(Passage given):
——
Besides its distinctive surface features, H:Si(100) is an ideal test-bed for developing CNN automation techniques. In addition to the relative simplicity of its reconstruction and a wealth of previous literature[22], H:Si(100) is a well understood substrate that has been used in many important advances in single atom technology and atomically precise materials engineering[23, 24, 25, 26, 21, 27, 28]. Furthermore, because it has been previously studied in the context of machine-learning-enabled SPM[10, 11, 12]], a good comparison can be formed with existing machine learning approaches based on full scans. As such, we used our existing dataset of 6167 complete images of H:Si(100)[12]. These images were acquired on a Omicron variable-temperature STM between March 2014 and November 2015, and at varying scan sizes and voltage biases of 3x3nm2 to 80x80nm2 and -2V to +2V respectively. They were then hand-classified into the four categories listed above, as well as ”tip changes” and ”generic defects”. Specific defects were not considered, as tip conditioning is performed based on the presence of any defect, and not the specific defect itself. As such, combining all defects into one category simplified the classification task, improving CNN performance.
——
(What you need to do):
(1) Per the passage on the H:Si(100) dataset, why were all defects grouped into one category instead of being classified individually?
(2) Translate this sentence from the passage on the H:Si(100) dataset into Spanish: "Specific defects were not considered, as tip conditioning is performed based on the presence of any defect, and not the specific defect itself."
(3) Continue the passage on the H:Si(100) dataset from its last sentence.

(Items):
——
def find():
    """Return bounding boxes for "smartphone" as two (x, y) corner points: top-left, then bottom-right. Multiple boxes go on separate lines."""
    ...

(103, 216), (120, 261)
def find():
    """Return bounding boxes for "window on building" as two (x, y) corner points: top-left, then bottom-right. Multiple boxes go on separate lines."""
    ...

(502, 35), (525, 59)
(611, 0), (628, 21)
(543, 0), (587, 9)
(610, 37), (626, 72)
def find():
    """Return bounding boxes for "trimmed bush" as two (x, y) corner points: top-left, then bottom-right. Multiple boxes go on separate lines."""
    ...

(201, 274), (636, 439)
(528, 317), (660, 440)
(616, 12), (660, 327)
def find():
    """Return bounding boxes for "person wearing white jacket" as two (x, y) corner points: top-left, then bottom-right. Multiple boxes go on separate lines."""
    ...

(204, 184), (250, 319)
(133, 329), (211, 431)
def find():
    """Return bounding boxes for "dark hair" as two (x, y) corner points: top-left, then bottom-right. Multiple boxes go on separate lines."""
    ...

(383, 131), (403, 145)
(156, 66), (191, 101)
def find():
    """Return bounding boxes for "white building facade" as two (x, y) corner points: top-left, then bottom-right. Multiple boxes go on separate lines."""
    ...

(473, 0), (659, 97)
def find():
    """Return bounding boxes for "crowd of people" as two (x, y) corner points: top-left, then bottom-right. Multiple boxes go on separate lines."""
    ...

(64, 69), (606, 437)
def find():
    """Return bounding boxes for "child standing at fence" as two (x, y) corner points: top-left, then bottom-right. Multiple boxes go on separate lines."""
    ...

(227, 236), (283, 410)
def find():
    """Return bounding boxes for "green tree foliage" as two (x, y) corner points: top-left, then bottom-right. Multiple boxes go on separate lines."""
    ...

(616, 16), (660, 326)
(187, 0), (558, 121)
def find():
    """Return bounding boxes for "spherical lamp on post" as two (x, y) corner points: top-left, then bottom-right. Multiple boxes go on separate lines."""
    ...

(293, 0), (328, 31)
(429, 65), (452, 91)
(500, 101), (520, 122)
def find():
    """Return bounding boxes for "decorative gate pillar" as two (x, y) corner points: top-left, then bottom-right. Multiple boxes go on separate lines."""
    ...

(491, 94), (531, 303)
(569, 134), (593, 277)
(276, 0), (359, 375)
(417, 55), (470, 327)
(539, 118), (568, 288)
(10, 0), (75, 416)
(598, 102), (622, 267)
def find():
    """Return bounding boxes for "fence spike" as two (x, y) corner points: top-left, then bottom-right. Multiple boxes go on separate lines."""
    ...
——
(Results for the exercise):
(1) Tip conditioning depends on whether any defect is present, not on which specific defect it is. Merging all defects into one category therefore simplified the classification task and improved CNN performance.

(2) No se consideraron defectos específicos, ya que el acondicionamiento de la punta se realiza en función de la presencia de cualquier defecto, y no del defecto específico en sí.

(3)
From here, images were then randomly assigned into a training/testing set for training the network. Performance was then calculated with a separate, blind holdout set for verification. After random shuffling, 4987 of the images were assigned into the training/testing datasets in an 80/20 split, and 1180 into the holdout set. Data was then filtered to remove ambiguous images that were classified in multiple categories and/or the human classifiers did not perfectly agree upon[12]. This left 3386 images for training/testing, and 648 for blind verification. Because of the relatively small number of images available and to further improve performance, all data were then pre-processed using identical methods as in Gordon et al.[12] (namely flattening and scaling linescans to have mean of 0 and standard deviation of 1). The training/testing sets were also augmented with vertical and horizontal flips, random rotations from 0-360*∘*, crops, pans, and random Gaussian noise. This step was needed to prevent the network from rapidly overfitting. (This is where a CNN learns about random noise in the training set[29], performing extremely well during training, but poorly with testing/verification data unseen during training.) To allow for the best approximation of real-world performance on unseen data, the verification set was not augmented.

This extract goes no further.